[Photo-based referring expression data]
- - - - - - -

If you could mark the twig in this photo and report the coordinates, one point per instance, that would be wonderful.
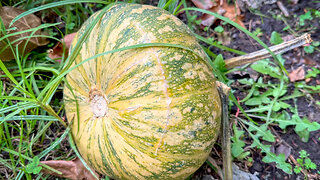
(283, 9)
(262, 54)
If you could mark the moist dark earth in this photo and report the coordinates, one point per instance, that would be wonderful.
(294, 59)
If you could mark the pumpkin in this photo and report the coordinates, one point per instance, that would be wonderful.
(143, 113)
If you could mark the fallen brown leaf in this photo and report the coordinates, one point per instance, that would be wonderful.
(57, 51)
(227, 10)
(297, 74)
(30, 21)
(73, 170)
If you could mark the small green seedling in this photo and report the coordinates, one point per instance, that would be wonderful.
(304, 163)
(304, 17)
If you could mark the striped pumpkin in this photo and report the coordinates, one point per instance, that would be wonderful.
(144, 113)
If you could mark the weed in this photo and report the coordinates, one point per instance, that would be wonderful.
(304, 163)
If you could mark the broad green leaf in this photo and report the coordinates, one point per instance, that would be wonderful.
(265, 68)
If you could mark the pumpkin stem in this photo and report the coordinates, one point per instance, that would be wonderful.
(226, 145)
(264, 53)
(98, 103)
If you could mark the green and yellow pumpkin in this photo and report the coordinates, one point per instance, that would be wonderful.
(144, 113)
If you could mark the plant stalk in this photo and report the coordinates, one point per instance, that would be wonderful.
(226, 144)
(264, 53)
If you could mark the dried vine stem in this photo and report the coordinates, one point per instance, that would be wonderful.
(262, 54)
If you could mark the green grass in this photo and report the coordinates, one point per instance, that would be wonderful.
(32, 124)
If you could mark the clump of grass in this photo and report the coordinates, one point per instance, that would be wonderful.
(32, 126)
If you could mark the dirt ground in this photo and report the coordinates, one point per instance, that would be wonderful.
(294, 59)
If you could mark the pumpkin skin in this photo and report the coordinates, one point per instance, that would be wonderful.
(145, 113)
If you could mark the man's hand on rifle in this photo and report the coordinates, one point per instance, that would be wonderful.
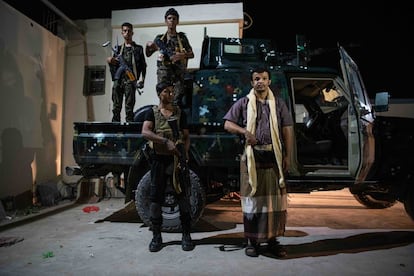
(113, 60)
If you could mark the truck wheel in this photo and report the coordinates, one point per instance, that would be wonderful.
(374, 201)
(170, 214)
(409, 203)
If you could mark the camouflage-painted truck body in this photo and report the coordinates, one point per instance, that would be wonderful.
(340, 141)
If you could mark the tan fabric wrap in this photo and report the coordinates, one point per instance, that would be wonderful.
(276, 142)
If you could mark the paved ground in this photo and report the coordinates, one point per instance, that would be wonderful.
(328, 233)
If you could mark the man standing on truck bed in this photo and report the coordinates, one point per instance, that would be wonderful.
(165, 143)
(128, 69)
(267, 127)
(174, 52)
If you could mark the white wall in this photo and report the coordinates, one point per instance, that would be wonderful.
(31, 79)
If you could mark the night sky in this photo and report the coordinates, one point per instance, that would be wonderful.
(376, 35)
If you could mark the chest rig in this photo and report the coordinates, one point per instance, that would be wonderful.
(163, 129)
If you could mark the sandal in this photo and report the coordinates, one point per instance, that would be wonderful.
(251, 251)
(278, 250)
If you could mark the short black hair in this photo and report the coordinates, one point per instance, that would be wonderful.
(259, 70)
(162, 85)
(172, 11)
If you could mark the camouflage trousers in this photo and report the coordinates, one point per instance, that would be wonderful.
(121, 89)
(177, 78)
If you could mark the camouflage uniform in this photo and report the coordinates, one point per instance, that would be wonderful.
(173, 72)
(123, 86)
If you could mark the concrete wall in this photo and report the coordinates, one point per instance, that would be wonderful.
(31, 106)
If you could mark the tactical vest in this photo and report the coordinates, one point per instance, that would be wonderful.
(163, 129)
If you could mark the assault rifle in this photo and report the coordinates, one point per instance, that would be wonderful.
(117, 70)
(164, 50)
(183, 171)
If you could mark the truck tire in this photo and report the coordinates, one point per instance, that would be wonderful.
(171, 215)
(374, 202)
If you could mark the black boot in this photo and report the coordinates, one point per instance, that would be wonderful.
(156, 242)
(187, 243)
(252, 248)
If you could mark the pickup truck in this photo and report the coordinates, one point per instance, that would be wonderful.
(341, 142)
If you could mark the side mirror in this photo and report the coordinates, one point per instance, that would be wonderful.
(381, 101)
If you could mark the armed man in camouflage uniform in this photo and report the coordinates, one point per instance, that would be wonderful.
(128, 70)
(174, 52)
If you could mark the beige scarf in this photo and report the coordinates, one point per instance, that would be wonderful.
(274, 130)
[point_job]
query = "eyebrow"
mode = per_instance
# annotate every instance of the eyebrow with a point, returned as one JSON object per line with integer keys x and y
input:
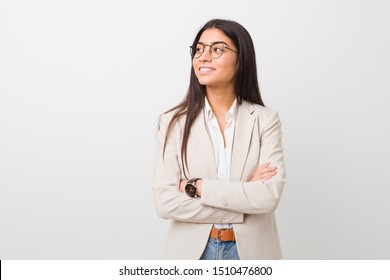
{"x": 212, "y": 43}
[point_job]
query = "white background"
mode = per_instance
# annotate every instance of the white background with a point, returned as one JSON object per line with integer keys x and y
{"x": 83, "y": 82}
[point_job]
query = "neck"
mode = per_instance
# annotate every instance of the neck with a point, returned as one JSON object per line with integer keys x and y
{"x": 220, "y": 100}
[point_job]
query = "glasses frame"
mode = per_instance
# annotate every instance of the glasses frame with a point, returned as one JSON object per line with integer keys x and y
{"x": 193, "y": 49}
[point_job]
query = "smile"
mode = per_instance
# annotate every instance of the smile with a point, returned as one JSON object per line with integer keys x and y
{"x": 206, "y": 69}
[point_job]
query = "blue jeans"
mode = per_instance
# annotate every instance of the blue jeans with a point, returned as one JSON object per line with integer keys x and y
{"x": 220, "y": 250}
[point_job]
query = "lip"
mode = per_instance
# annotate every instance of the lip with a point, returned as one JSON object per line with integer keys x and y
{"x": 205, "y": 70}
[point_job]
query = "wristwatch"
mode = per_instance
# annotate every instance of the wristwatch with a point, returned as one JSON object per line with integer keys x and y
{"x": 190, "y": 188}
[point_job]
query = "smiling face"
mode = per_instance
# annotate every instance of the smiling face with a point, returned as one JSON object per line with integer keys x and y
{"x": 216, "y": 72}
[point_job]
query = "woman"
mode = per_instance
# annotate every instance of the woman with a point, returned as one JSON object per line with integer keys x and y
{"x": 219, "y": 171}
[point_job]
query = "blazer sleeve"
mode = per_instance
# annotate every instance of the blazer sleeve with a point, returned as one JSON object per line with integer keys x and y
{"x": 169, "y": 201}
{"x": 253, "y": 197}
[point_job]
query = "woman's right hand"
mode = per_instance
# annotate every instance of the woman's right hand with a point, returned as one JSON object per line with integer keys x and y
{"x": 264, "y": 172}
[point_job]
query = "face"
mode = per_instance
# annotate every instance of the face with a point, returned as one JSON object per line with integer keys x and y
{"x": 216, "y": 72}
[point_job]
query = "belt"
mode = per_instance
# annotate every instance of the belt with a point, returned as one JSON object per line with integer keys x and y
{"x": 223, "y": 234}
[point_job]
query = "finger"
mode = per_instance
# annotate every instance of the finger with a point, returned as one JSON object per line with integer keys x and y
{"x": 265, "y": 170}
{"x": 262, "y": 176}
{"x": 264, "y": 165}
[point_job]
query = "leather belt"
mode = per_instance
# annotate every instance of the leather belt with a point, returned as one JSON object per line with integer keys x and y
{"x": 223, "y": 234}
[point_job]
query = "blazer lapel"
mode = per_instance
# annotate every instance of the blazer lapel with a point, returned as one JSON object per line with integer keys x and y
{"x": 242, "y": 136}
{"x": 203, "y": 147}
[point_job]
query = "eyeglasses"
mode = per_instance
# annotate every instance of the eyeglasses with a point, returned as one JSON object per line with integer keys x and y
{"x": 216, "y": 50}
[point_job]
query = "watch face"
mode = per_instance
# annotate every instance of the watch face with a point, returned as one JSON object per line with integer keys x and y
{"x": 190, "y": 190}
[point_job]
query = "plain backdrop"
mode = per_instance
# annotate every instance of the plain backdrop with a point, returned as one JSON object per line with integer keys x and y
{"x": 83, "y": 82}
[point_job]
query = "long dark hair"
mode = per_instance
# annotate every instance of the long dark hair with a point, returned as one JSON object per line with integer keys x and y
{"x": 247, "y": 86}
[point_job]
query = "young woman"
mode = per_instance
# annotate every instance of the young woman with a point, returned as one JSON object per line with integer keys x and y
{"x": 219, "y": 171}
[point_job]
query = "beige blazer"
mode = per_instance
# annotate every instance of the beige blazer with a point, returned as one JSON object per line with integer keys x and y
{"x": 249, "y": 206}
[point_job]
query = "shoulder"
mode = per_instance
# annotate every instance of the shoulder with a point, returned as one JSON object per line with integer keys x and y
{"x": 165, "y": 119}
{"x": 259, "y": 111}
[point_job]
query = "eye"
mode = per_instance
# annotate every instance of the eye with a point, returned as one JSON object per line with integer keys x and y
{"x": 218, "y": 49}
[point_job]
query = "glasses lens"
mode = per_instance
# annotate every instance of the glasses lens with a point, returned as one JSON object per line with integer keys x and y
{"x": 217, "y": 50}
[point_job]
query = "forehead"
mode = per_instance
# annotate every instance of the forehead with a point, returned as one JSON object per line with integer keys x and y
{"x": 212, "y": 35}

- - - - - - -

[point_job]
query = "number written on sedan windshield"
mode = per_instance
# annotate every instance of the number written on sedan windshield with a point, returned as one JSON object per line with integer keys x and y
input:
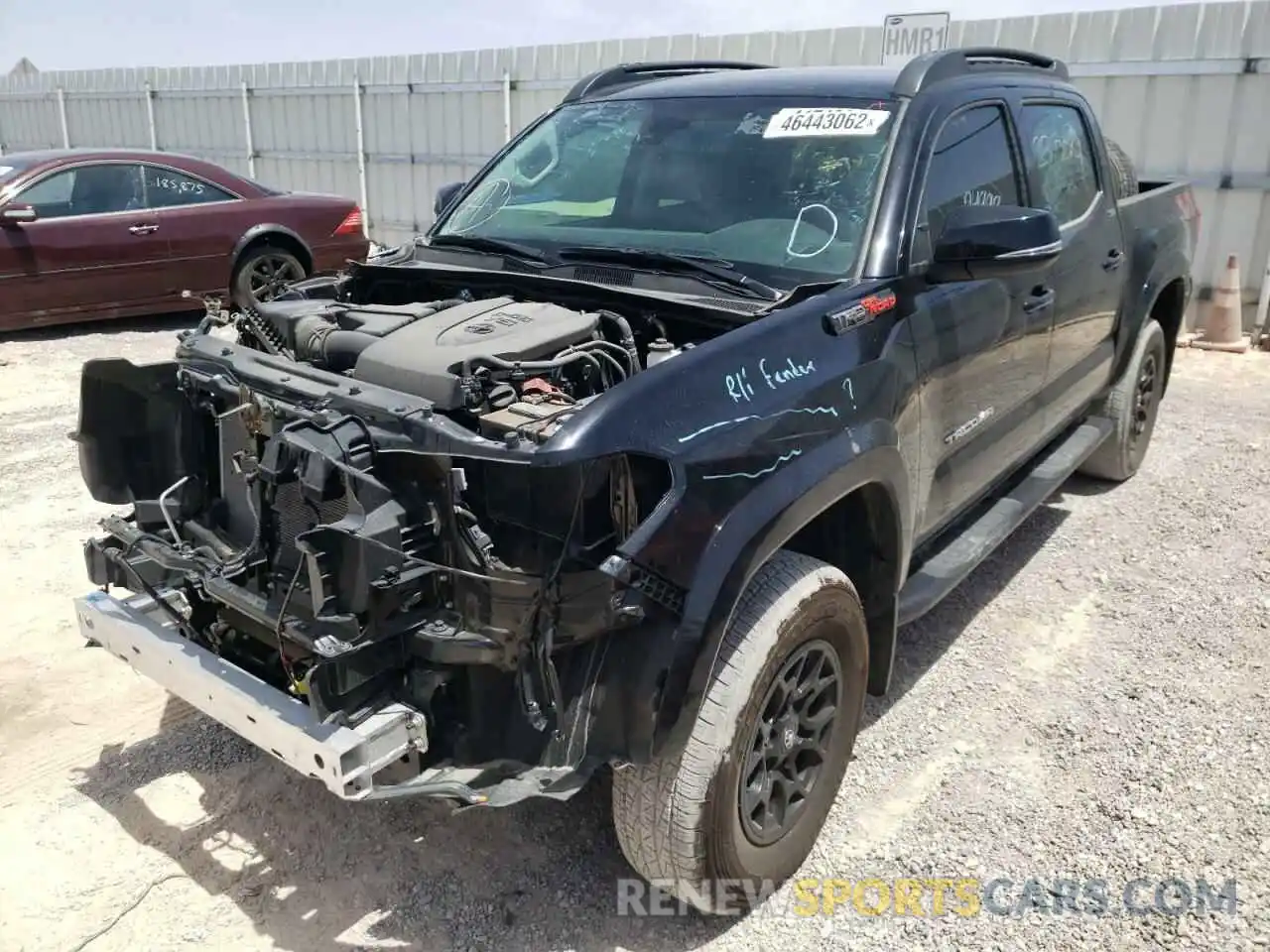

- - - - - - -

Required action: Within the entries above, find each line where "written" appears; copy every one.

Exercise output:
query = "number written on sedan windshield"
# annotate every instance of the number written on sedan windshield with a point, returned as one JSON object per line with integer keys x and y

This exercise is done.